**WHAT THE EXERCISE ASKS**
Copy the listing below line for line, reproducing every word, number, and punctuation mark without any change.

Coordinate labeling listing:
·····

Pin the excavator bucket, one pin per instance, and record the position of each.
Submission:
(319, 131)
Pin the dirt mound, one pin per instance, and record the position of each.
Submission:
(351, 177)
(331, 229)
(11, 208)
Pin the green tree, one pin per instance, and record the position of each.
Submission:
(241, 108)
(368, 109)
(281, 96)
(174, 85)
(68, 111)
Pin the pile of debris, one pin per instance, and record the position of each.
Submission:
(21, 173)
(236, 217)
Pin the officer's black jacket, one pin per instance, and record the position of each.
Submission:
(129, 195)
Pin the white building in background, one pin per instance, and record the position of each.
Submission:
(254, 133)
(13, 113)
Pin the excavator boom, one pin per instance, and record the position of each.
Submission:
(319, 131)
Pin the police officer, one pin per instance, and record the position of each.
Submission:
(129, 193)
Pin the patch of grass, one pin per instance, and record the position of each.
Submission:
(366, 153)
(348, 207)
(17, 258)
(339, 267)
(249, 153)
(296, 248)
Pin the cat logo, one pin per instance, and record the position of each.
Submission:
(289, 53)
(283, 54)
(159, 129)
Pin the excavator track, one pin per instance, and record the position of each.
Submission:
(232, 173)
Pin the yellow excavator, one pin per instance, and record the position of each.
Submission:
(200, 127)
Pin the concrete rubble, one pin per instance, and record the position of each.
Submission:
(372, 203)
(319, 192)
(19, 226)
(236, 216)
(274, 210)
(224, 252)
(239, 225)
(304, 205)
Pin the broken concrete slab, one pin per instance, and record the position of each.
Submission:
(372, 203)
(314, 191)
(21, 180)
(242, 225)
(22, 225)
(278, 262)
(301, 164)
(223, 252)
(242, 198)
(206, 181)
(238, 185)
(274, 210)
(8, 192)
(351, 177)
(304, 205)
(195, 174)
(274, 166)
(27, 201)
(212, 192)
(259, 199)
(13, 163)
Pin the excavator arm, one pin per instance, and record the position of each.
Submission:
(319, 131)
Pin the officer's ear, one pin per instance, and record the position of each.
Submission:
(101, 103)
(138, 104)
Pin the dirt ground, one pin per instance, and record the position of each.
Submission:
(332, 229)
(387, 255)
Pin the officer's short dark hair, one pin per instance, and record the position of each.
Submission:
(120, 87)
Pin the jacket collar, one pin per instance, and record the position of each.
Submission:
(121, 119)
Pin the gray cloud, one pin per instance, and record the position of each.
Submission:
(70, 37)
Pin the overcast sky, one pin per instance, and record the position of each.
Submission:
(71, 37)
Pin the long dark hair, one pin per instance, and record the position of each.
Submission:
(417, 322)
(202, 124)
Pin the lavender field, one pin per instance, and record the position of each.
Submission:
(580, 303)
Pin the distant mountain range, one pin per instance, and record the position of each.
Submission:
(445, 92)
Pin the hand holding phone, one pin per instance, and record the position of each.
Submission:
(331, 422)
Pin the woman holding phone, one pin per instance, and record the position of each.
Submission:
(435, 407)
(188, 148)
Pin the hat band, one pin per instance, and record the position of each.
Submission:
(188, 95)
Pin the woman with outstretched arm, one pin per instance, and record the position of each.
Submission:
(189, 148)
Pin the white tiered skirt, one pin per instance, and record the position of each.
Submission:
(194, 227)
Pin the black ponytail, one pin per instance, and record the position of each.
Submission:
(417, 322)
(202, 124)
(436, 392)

·····

**TASK OUTPUT**
Pin the excavator bucket, one pin per instance, and record the position of each.
Submission:
(319, 131)
Pin the dirt mound, one pin per instance, and record the position of each.
Submission:
(351, 177)
(331, 229)
(11, 208)
Pin the green tree, one pin per instance, and record the position of each.
Submission:
(241, 108)
(368, 109)
(281, 96)
(174, 85)
(68, 111)
Pin the pile of debris, one pin per instance, and record the position of each.
Submission:
(21, 173)
(236, 217)
Pin the officer's black jacket, one pin per instance, and record the position of each.
Submission:
(129, 195)
Pin the white building in background, one pin per instance, and record the position of each.
Submission:
(254, 133)
(13, 113)
Pin the excavator boom, one pin per instance, and record the position of each.
Submission:
(319, 131)
Pin the police officer, one pin per instance, and record the position of each.
Submission:
(129, 193)
Pin the patch of grass, one pin per instance, and record the position of each.
Submission:
(366, 153)
(348, 207)
(17, 258)
(339, 267)
(249, 153)
(296, 248)
Pin the cat logo, one pin per instance, and record the position of each.
Submission:
(289, 53)
(283, 54)
(159, 129)
Pin the excavator track, one pin per instance, and record the position of each.
Submission:
(232, 173)
Pin the yellow excavator, one pin per instance, and record the position of each.
Submission:
(200, 127)
Pin the concrete rubble, one pin per instance, and record the position of each.
Submission:
(372, 203)
(319, 192)
(19, 226)
(236, 216)
(274, 210)
(224, 252)
(239, 225)
(304, 205)
Pin the broken concrete slab, one pin per instance, and record the position of each.
Submission:
(372, 203)
(314, 191)
(21, 180)
(242, 225)
(22, 225)
(278, 262)
(301, 164)
(223, 252)
(242, 198)
(206, 181)
(238, 185)
(274, 210)
(8, 192)
(351, 177)
(304, 205)
(195, 174)
(274, 166)
(27, 201)
(212, 192)
(259, 199)
(13, 163)
Pin the excavator arm, one pin per instance, and record the position of each.
Submission:
(319, 131)
Pin the officer's ear, one pin per instance, and record the position of each.
Submission:
(101, 103)
(138, 104)
Pin the dirt ground, one pin per instance, and record the position of each.
Submission:
(332, 229)
(387, 255)
Pin the officer's short dark hair, one pin per instance, and record the position of each.
Submission:
(120, 87)
Pin the jacket collar, one pin per instance, and record the position of each.
Submission:
(121, 119)
Pin the gray cloud, one pin per instance, and record the position of each.
Submission:
(70, 37)
Pin the overcast sky, one pin per instance, and record the position of each.
Submission:
(71, 37)
Pin the long dark hair, one pin per instance, and record the position of each.
Submission:
(417, 322)
(202, 124)
Pin the lavender field, one pin per instance, and record the position of each.
Submission:
(580, 303)
Pin the distant mountain range, one pin per instance, and record the position of each.
Submission:
(445, 92)
Pin the hand holding phone, one pin per instance, and record the position of each.
Submission:
(331, 422)
Pin the woman holding phone, one pin per instance, and record the position of each.
Submission:
(435, 407)
(188, 148)
Pin the hat band, one pin per instance, and record the position of each.
Submission:
(188, 95)
Pin the woman with outstretched arm, one pin per instance, and record the position of each.
Submission:
(189, 148)
Pin the white tiered skirt, one pin per instance, and record the position of each.
Submission:
(194, 227)
Pin the black ponytail, one pin per instance, and record the position of each.
Submission:
(417, 322)
(202, 124)
(436, 392)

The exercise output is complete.